Your assignment:
Look at each line below and tally those holding "blue"; answer with that figure and nothing else.

Data excerpts:
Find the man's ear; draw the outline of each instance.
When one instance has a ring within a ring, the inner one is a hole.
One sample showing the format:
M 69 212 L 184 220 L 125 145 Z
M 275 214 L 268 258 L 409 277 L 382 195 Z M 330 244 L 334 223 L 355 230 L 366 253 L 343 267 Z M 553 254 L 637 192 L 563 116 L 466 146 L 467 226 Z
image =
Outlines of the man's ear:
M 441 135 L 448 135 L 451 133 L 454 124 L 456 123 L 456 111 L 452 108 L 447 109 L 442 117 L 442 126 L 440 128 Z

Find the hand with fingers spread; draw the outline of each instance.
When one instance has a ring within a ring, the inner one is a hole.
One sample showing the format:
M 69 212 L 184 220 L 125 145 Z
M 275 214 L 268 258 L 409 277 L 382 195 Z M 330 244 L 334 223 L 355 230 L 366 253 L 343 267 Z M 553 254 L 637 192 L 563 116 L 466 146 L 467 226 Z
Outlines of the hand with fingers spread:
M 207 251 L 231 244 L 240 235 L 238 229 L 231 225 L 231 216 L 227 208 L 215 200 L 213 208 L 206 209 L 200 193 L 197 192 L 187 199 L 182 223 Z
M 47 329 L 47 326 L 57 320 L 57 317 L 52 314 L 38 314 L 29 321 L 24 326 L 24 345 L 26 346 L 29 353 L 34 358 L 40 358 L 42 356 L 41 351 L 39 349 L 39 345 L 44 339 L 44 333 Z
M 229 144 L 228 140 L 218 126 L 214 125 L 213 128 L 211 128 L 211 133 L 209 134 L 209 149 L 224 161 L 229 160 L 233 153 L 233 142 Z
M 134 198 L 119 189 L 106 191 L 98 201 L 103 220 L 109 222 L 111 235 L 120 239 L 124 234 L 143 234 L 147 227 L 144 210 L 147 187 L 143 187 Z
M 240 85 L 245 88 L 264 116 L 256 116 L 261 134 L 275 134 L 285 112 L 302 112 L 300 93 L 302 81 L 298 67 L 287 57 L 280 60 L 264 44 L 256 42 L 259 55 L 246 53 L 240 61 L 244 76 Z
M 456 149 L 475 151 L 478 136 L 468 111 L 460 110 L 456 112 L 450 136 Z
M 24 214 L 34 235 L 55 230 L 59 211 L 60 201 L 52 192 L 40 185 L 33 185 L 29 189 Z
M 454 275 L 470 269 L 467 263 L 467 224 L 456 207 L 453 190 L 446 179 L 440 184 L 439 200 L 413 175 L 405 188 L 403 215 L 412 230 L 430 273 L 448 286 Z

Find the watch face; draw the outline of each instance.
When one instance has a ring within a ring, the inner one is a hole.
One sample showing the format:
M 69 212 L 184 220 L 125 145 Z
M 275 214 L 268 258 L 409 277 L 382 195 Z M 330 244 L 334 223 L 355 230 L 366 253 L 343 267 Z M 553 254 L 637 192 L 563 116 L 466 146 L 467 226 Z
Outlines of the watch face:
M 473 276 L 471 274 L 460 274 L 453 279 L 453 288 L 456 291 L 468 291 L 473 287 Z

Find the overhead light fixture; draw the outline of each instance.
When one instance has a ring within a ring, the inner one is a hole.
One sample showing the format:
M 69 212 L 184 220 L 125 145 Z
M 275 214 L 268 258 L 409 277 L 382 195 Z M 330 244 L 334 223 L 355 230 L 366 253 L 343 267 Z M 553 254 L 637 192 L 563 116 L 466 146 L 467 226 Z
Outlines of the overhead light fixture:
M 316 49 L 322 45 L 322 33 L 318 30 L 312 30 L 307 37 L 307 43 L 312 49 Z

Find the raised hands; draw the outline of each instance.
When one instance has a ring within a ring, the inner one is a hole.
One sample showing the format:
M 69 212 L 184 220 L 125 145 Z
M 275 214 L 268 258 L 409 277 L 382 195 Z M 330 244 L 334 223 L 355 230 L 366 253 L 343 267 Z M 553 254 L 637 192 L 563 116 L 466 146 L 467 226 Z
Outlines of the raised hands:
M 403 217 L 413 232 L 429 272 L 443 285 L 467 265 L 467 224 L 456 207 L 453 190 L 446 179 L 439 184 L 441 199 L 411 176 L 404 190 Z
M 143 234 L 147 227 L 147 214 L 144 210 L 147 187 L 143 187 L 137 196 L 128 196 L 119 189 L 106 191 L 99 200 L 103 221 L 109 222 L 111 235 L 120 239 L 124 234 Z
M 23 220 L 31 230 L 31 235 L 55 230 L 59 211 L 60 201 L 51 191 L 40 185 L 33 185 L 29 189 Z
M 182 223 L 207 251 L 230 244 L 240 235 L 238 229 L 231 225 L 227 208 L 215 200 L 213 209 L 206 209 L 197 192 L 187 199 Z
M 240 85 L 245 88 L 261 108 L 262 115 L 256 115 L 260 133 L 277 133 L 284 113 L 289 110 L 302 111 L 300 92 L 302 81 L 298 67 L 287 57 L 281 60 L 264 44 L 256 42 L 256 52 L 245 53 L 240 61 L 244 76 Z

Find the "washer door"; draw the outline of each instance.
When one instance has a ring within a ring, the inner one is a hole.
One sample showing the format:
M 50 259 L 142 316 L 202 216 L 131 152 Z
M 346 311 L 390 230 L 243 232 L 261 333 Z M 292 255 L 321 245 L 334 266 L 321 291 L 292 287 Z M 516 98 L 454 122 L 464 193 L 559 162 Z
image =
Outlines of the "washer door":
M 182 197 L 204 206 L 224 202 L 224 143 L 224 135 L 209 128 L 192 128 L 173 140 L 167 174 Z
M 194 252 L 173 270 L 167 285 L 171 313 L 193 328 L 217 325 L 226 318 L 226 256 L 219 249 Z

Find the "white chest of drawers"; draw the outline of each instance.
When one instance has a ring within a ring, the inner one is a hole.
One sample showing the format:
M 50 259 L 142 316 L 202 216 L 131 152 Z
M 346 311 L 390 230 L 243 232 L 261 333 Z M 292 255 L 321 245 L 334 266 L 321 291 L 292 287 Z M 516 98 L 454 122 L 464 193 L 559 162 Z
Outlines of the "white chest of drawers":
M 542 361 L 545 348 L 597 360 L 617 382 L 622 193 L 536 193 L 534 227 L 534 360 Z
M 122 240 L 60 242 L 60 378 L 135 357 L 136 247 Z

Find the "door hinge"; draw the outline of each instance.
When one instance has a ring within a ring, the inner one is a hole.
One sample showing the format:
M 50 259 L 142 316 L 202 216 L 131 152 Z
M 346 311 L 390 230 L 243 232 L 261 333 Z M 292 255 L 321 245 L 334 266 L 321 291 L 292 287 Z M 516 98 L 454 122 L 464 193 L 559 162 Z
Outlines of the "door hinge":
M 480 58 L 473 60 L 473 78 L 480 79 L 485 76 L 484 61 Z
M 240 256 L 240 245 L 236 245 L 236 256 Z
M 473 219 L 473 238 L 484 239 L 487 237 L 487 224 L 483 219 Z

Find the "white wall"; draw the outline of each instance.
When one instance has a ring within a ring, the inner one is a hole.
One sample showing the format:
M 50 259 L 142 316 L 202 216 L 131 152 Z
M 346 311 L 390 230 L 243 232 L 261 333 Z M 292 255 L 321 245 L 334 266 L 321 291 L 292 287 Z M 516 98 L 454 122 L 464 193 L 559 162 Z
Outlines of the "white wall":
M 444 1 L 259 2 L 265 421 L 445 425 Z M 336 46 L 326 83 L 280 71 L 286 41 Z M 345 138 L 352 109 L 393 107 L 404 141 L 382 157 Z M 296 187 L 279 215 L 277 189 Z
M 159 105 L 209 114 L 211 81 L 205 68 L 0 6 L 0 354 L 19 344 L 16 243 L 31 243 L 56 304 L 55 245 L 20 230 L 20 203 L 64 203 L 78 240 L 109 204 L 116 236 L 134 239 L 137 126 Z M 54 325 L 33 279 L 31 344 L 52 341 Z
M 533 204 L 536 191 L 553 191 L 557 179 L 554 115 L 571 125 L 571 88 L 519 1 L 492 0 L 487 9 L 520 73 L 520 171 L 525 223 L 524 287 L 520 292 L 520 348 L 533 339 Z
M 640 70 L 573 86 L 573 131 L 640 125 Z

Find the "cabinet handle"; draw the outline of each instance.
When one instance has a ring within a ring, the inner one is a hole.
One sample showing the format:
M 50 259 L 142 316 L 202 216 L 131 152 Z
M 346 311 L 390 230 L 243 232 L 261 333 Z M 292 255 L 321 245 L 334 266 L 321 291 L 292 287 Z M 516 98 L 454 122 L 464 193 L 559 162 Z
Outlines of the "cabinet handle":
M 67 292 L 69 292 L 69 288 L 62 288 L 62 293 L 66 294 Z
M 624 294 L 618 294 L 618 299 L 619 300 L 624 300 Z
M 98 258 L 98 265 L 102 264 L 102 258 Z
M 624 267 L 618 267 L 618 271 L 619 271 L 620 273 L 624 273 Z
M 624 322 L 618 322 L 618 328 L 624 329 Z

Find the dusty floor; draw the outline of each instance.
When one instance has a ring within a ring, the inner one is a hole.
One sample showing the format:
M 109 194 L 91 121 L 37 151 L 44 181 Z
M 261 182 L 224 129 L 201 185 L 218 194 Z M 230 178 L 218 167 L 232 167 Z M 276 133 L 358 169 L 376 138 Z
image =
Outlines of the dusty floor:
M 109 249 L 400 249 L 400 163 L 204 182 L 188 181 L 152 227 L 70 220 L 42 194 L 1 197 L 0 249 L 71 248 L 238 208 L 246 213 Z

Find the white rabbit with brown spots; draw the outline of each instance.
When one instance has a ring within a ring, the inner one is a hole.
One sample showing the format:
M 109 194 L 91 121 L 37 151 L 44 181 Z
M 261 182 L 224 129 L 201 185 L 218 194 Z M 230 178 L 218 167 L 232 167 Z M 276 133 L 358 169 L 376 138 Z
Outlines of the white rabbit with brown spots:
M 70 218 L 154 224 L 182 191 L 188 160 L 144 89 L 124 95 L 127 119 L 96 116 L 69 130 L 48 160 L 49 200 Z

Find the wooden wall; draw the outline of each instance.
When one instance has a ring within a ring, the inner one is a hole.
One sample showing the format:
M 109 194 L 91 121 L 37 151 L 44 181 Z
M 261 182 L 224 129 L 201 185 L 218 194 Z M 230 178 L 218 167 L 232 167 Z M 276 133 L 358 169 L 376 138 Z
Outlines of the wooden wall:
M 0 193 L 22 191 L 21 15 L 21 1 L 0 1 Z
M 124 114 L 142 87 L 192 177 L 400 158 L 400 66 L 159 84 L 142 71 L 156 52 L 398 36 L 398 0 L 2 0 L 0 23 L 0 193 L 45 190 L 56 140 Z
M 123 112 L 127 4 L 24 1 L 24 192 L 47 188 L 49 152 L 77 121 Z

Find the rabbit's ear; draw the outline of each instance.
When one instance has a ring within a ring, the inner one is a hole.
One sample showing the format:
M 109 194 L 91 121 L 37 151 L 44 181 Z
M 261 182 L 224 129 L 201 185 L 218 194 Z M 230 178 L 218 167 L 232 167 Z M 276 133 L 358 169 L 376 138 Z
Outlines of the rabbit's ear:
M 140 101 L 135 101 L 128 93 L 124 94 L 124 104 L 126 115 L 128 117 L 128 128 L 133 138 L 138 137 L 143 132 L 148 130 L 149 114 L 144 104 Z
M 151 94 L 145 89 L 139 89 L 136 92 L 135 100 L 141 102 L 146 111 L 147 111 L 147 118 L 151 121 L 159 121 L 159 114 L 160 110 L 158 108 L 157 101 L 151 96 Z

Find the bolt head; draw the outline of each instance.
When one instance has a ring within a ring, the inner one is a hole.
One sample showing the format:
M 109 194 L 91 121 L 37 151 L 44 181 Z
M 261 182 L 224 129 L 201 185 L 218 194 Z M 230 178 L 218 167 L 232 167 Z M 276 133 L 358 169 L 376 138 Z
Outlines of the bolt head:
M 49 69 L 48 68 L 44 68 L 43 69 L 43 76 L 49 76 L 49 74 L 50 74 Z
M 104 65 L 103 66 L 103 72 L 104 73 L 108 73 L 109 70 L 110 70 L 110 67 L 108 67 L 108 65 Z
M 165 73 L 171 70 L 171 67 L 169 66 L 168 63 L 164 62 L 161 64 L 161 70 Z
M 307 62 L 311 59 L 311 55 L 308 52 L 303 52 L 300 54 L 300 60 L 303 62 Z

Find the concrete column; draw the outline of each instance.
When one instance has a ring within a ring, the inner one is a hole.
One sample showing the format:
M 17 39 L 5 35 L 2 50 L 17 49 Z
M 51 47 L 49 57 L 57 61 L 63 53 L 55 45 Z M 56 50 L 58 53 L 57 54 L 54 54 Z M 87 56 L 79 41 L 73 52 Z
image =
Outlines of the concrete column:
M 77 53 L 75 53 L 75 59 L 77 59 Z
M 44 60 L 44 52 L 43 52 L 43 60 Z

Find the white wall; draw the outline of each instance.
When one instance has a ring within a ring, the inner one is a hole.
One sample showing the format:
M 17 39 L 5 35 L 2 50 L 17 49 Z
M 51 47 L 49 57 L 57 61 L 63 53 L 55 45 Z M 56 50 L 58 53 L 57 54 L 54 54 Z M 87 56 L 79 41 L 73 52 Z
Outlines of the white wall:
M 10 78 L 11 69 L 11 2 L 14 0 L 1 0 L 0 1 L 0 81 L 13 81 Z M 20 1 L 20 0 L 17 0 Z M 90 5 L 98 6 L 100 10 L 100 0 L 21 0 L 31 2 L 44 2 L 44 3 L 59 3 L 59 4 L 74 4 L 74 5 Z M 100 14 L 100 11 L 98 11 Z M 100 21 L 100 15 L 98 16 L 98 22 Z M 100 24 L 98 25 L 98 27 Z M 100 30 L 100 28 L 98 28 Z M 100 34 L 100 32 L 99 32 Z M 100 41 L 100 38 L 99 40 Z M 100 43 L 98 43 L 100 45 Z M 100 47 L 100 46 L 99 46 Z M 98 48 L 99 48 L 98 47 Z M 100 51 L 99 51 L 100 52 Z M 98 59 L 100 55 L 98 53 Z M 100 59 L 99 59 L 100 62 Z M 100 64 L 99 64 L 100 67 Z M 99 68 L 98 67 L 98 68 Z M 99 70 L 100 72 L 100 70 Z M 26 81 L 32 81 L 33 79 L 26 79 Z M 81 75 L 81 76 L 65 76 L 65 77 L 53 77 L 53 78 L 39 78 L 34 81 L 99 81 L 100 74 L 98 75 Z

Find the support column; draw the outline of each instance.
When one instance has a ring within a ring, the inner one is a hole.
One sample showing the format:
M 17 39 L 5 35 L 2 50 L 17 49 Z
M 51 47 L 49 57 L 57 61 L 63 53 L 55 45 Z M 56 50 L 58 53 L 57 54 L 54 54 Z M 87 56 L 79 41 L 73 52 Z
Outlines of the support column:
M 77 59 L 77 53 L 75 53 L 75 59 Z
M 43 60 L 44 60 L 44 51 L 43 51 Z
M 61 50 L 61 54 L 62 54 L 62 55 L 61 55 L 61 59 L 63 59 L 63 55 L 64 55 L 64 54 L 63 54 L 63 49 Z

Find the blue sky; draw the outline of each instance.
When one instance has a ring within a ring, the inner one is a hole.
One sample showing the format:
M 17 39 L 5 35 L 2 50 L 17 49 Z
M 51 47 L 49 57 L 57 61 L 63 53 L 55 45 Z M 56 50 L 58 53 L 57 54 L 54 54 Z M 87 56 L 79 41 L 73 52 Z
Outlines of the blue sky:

Answer below:
2